## WAT WORDT GEVRAAGD
Hernoem in alle items hieronder "evaluation set" overal tot "test set" en geef de regels verder ongewijzigd terug.

^^^^^^^^

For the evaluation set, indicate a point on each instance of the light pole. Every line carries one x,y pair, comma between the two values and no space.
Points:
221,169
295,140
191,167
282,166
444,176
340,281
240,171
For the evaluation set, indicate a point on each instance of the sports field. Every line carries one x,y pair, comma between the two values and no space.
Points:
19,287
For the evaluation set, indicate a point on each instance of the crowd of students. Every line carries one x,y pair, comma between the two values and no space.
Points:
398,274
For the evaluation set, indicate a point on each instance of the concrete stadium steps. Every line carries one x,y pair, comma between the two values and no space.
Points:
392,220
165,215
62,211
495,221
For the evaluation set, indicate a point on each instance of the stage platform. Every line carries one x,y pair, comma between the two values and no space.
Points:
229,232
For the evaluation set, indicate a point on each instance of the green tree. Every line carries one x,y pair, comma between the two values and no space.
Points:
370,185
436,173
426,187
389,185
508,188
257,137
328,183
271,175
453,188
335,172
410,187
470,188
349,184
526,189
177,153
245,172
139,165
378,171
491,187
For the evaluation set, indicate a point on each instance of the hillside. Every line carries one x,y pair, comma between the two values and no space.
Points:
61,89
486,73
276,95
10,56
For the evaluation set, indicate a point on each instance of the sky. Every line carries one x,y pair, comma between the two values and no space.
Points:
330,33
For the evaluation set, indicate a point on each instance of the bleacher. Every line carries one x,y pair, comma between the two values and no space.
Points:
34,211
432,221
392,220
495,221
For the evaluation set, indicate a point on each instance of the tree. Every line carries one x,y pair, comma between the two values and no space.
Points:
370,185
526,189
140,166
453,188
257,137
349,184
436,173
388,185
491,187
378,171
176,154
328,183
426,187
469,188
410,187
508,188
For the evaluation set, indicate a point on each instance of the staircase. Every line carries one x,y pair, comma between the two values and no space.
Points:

^^^^^^^^

## OPLOSSING
For the test set, indicate a point on each instance of the light pole. Every line carries one x,y pair, comma between the two values and no space.
Points:
221,169
295,140
191,167
282,166
444,176
340,281
240,171
For the test set, indicate a point on each instance of the sports field. Every line carries one x,y pair, comma between the two values and no space.
Points:
19,287
For the test set, indicate a point on each instance of the crowd of students. Every line carries one x,y pair, comma between the two values and no space.
Points:
398,274
For the test set, indicate a point on each instance of the concrete stadium steps. Every line carries one x,y pair, comma between the two values and no space.
Points:
392,220
165,215
62,211
495,221
For the test set, indicate a point on each instance of the stage platform. Every line carries one x,y pair, comma between the two values and no space.
Points:
229,232
For the test set, indicate a point on each instance of the green tree. Every line carries one x,y pair, comma between the two values and no space.
Points:
370,185
436,173
426,187
389,185
508,188
257,137
328,183
271,175
453,188
335,172
410,187
470,188
349,184
526,189
177,153
245,172
139,165
378,171
491,187
For the test set, indicate a point on each instance of the hillside. Every line carries one x,y pair, comma between the two values and no space.
Points:
61,89
486,73
276,95
10,56
For the test set, indicate a point on each instance of the sky. Every line carries one x,y pair, comma between the two values and no space.
Points:
330,33
For the test set, indicate a point on each instance of the bleacher. Every line carries one x,y pair, comma between the two values and no space.
Points:
34,211
432,221
392,220
495,221
For the test set, indicate a point on each instance of the tree. Every line carries one x,y pair, comma between the two values and no space.
Points:
370,185
526,189
140,166
453,188
257,137
349,184
436,173
388,185
491,187
378,171
176,154
328,183
426,187
469,188
410,187
508,188
For the test set, indicate a point on each instance of the staircase. Every line carries one x,y pair, comma between the two values and no space.
Points:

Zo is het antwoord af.